*Short task*:
Locate every line in the records below that contains the word "Target", and copy each one. Case counts.

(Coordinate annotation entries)
****************************************
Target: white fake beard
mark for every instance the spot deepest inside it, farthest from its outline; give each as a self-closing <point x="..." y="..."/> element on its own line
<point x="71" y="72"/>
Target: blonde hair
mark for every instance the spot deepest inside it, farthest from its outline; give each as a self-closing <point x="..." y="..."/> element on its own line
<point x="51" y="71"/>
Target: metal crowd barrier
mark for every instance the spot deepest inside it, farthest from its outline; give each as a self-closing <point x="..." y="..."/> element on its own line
****************************************
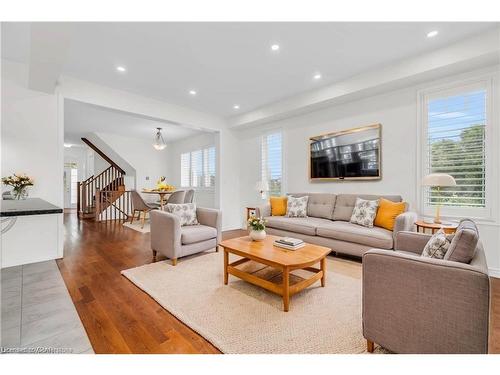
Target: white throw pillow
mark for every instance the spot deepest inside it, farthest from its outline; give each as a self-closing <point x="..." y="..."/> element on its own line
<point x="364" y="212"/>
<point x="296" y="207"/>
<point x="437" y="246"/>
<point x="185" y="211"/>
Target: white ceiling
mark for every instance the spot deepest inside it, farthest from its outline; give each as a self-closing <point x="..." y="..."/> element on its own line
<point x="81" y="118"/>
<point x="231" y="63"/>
****************************************
*The answer*:
Target: white fake beard
Target: blonde hair
Target: metal crowd barrier
Target: white throw pillow
Target: white ceiling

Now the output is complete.